### RECORDS PROVIDED ###

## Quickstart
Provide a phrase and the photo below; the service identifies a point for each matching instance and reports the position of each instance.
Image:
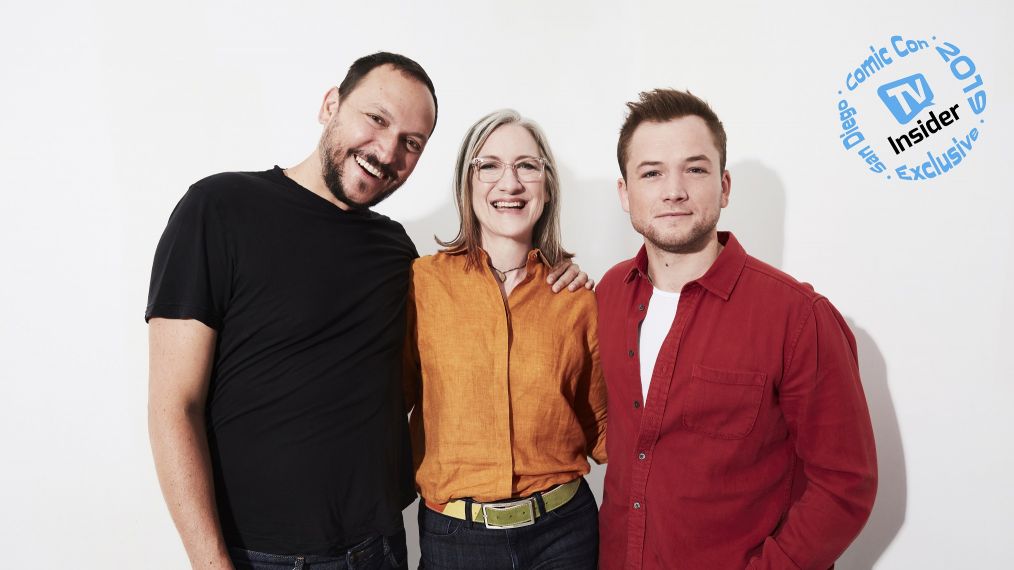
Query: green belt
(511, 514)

###
### RECORDS PROVIDED ###

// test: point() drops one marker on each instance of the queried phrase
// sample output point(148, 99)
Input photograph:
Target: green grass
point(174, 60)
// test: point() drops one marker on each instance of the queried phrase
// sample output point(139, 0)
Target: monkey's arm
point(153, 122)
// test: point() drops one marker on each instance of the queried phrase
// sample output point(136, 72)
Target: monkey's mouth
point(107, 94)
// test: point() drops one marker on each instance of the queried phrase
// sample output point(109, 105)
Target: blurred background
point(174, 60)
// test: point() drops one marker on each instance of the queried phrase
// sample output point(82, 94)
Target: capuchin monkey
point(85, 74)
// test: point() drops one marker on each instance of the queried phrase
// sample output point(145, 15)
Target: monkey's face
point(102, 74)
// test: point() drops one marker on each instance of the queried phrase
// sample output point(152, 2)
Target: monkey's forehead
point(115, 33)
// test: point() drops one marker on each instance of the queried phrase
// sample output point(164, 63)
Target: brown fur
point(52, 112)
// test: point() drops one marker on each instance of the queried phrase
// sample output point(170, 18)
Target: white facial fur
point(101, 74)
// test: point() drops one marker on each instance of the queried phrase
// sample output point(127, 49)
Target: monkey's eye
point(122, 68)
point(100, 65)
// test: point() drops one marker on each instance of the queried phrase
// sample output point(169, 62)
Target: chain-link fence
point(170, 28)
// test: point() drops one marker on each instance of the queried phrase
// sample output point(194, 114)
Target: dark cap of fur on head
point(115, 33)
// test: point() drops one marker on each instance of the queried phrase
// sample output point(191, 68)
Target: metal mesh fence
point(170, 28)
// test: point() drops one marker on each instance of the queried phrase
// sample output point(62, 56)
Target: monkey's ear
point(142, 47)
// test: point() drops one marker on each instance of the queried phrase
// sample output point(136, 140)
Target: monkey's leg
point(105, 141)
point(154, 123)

###

TASK GOAL: Show each line of the entries above that contains the word "green", treating uppercase and lowercase letters as distinct.

SOLUTION TO THIS EXERCISE:
Query: green belt
Target: green grass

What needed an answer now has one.